== Document excerpt ==
Despite this similarity, the monkeys differed in their outcomes in the Synchronous task. None of the capuchin pairings showed any preference for playing Stag-Stag (or any other outcome) when tested in a novel pairing on the Synchronous task. To see if this was due to a lack of understanding of the task, we reran the Asynchronous version with the capuchins. Eight monkeys were paired in multiple pairings (with a range of 1–3 partners per individual; table 1) for a single session consisting of as many trials as they chose to complete in 2 h (mean = 253 trials). All but one pair chose Stag-Stag at least 80 per cent of the time (range: 80.6–96.1%; table 1) and the exceptional pair chose Stag-Stag 71 per cent of the time. Nonetheless, when retested on the Synchronous task, outcomes remained poor. Stag-Stag was maintained in only one of the five pairs that had been tested together previously (table 1). Intriguingly, the exceptional pair showed the lowest frequency of Stag-Stag outcomes in the Asynchronous test, and the pair that had not previously been tested together also more often played the Stag-Stag outcome (table 1). Note that capuchins' poor performance occurred despite both previous experience with the Assurance Game and introductory experience in the presumably easier Asynchronous version of the game.
On the other hand, the two pairs of rhesus monkeys that were tested first on the Synchronous version quickly found the Stag-Stag outcome. Although it took them slightly longer to reach the 80 per cent criterion than the pairs that played the Asynchronous version first, both pairs did so within four trial blocks, and at the same frequency as those pairs that first played the Asynchronous version (table 2). Note that they accomplished this despite never having had the opportunity to match a partner's play after having seen it, ruling out this simple associative mechanism.
Finally, the two rhesus pairs that showed the highest frequency of Stag-Stag choices in the Asynchronous game were subsequently given the opportunity to play the Synchronous version. One pair maintained a preference for playing Stag-Stag, while the other started at a lower level of Stag-Stag choices and subsequently declined further. This seemed to be primarily owing to one individual who began preferentially choosing Hare. Thus at least one pair was able to maintain the Stag-Stag outcome when switched to the Synchronous task.

== Tasks to perform ==
1. In the passage on monkeys playing the Assurance Game, what was the mean number of trials the capuchins completed in the 2-hour Asynchronous session?
2. List each distinct percentage value that appears in the passage on monkeys playing the Assurance Game.
3. Carry the passage on monkeys playing the Assurance Game forward from its final sentence.

[Object pointing data rows]
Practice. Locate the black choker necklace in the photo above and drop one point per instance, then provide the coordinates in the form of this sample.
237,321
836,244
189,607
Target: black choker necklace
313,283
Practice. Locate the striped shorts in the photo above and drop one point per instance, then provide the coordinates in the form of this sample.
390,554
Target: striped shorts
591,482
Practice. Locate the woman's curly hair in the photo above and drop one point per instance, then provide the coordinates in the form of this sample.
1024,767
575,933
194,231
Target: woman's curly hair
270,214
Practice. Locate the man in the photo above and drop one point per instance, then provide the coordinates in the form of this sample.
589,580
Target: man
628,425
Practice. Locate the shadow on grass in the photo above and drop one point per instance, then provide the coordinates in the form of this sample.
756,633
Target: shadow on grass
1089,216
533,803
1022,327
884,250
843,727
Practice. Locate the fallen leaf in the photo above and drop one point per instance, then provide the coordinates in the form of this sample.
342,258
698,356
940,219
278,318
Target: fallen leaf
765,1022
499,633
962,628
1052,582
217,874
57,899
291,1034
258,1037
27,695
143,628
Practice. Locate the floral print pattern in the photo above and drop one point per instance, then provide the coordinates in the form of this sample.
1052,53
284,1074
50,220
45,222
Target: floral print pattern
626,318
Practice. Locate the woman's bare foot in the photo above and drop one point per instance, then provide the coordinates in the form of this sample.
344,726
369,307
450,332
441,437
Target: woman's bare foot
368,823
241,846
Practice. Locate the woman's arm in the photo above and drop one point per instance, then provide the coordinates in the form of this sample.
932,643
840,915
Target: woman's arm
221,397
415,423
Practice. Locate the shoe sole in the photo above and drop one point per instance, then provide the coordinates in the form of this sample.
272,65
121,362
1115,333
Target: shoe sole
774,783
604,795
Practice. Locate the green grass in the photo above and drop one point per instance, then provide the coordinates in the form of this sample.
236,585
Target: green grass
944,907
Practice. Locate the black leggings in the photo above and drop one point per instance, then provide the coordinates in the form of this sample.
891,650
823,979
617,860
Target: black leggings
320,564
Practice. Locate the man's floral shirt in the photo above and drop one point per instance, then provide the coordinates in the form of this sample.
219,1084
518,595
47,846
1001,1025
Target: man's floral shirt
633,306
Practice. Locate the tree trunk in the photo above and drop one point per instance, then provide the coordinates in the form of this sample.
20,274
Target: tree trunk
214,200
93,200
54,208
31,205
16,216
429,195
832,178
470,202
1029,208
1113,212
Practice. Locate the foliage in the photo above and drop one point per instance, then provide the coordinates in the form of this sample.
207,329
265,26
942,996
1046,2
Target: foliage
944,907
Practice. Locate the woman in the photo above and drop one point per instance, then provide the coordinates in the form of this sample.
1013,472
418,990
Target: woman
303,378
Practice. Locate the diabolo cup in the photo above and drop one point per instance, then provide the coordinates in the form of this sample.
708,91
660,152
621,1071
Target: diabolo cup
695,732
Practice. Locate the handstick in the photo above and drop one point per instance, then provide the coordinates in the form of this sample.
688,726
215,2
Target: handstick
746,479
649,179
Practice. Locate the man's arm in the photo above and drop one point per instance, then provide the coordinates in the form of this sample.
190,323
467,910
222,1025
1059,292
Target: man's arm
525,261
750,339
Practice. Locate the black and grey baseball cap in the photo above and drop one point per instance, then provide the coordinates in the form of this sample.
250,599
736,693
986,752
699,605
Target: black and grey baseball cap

== Written responses ==
1. 253 trials

2. 80%, 80.6%, 96.1%, 71%

3.
(b) Human results
Among 27 human pairs in the Synchronous condition, 22 ultimately settled on Stag-Stag and five settled on Hare-Hare. What was notable was the perfect correlation between outcomes and pairs' discussions. Although all pairs spoke to each other, textual analysis of video recordings revealed that not every pair spoke about the game. Among the five pairs who settled on Hare-Hare (range: 34–36 Hare-Hare choices in 40 trials; table 3), not a single pair spoke about the game (henceforth, non-communicators), while among the 22 pairs who spoke about the game (henceforth, communicators), every pair ultimately settled on Stag-Stag, choosing it in at least seven of the last 10 choices (13 pairs did so on every one of these choices). One-third of communicators chose Stag-Stag a minimum of 80 per cent of the time overall (range: 32–39 Stag-Stag choices) and more than half (55%) did so at least 70 per cent of the time. No non-communicators ever played Stag-Stag, indicating that they did not explore the decision space as thoroughly as did the other pairs (or the monkeys).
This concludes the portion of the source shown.